• _EXERCISE_: Using the listing below, work out how many lines include the word "that". Only the number is to be given.

• _INFORMATION SHOWN_:
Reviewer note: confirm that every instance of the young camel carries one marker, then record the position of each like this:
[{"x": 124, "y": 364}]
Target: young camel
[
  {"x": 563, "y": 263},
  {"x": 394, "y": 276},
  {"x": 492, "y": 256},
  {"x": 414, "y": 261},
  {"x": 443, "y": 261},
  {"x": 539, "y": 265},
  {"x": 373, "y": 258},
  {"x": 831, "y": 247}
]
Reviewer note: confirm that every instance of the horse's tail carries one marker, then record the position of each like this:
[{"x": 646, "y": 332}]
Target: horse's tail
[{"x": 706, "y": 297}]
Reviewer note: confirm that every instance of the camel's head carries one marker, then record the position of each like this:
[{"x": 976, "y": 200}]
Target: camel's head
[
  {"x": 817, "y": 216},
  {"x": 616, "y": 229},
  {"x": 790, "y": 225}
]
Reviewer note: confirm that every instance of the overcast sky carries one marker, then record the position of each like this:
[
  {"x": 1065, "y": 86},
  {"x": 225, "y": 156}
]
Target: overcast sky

• _WRITTEN SOLUTION_: 4